#### SOURCE RECORDS ####

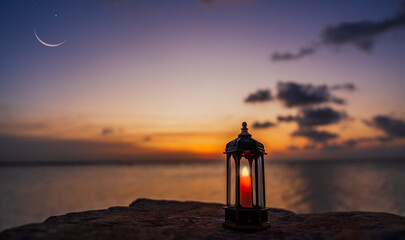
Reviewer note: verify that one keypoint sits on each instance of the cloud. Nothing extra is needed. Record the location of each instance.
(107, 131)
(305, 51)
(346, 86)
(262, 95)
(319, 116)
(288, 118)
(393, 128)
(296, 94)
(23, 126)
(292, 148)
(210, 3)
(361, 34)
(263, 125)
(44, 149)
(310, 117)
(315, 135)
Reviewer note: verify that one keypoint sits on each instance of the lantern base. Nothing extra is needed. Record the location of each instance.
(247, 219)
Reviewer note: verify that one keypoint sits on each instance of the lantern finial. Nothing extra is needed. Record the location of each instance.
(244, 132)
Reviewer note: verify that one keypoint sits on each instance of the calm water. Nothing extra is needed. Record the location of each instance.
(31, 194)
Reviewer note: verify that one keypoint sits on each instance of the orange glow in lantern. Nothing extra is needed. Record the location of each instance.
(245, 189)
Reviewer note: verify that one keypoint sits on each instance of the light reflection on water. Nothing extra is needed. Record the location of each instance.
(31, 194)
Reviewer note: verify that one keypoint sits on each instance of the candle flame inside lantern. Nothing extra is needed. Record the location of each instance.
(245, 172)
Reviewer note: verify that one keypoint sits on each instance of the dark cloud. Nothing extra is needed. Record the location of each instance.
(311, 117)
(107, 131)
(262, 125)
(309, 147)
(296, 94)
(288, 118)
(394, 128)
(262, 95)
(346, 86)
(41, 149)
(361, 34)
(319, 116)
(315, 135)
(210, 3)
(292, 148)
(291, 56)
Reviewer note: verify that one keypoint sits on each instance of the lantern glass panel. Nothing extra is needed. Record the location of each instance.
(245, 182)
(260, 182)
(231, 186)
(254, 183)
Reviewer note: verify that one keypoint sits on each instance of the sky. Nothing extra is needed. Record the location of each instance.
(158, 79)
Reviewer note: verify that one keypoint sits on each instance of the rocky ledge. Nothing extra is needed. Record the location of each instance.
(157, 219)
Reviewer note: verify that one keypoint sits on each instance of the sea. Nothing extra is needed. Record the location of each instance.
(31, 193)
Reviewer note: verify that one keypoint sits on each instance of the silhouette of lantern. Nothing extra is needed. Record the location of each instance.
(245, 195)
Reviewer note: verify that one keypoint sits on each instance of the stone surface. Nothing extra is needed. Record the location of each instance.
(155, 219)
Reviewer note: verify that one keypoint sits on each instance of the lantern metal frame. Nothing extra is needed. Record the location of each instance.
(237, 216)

####

▶ WHAT THE TASK ASKS:
Render all of the material above as a Markdown table with the columns Row and Line, one numbered row per line, skipping blank lines. Leave the pictures out.

▶ WRITTEN ANSWER:
| Row | Line |
|---|---|
| 1 | Reviewer note: verify that one keypoint sits on each instance of the cloud. Nothing extra is needed. Record the location of each instance. |
| 2 | (107, 131) |
| 3 | (305, 51) |
| 4 | (346, 86) |
| 5 | (262, 95) |
| 6 | (319, 116) |
| 7 | (288, 118) |
| 8 | (393, 128) |
| 9 | (296, 94) |
| 10 | (23, 126) |
| 11 | (292, 148) |
| 12 | (210, 3) |
| 13 | (361, 34) |
| 14 | (263, 125) |
| 15 | (44, 149) |
| 16 | (310, 117) |
| 17 | (315, 135) |
| 18 | Reviewer note: verify that one keypoint sits on each instance of the lantern base. Nothing extra is needed. Record the location of each instance. |
| 19 | (247, 219) |
| 20 | Reviewer note: verify that one keypoint sits on each instance of the lantern finial. Nothing extra is needed. Record the location of each instance. |
| 21 | (244, 132) |
| 22 | Reviewer note: verify that one keypoint sits on each instance of the calm water. Nothing extra is needed. Record the location of each instance. |
| 23 | (31, 194) |
| 24 | Reviewer note: verify that one keypoint sits on each instance of the orange glow in lantern. Nothing extra is needed. Record the location of each instance. |
| 25 | (245, 189) |
| 26 | Reviewer note: verify that one keypoint sits on each instance of the light reflection on water. Nothing extra is needed. Record the location of each instance. |
| 27 | (31, 194) |
| 28 | Reviewer note: verify that one keypoint sits on each instance of the candle flame inside lantern. Nothing extra is needed. Record the location of each instance. |
| 29 | (245, 172) |
| 30 | Reviewer note: verify that one keypoint sits on each instance of the dark cloud. Nothing extra is needed. Record the location of each instance. |
| 31 | (311, 117) |
| 32 | (107, 131) |
| 33 | (262, 125) |
| 34 | (309, 147) |
| 35 | (296, 94) |
| 36 | (288, 118) |
| 37 | (394, 128) |
| 38 | (262, 95) |
| 39 | (346, 86) |
| 40 | (41, 149) |
| 41 | (361, 34) |
| 42 | (319, 116) |
| 43 | (315, 135) |
| 44 | (210, 3) |
| 45 | (292, 148) |
| 46 | (291, 56) |
| 47 | Reviewer note: verify that one keypoint sits on each instance of the lantern glass panel. Nothing extra is needed. Record the location of each instance. |
| 48 | (245, 182) |
| 49 | (260, 182) |
| 50 | (231, 186) |
| 51 | (254, 183) |
| 52 | Reviewer note: verify that one keypoint sits on each instance of the sky. Nothing extra is needed. Record the location of each instance. |
| 53 | (158, 79) |
| 54 | Reviewer note: verify that one keypoint sits on each instance of the rocky ledge. Nothing extra is needed. Record the location of each instance. |
| 55 | (157, 219) |
| 56 | Reviewer note: verify that one keypoint sits on each instance of the sea. Nothing extra is needed. Record the location of each instance. |
| 57 | (31, 193) |
| 58 | Reviewer note: verify that one keypoint sits on each instance of the silhouette of lantern. Nothing extra is needed. Record the location of each instance. |
| 59 | (245, 195) |
| 60 | Reviewer note: verify that one keypoint sits on each instance of the stone surface. Nothing extra is needed. Record the location of each instance. |
| 61 | (155, 219) |
| 62 | Reviewer note: verify that one keypoint sits on each instance of the lantern metal frame. Nothing extra is needed. Record the location of each instance. |
| 63 | (237, 216) |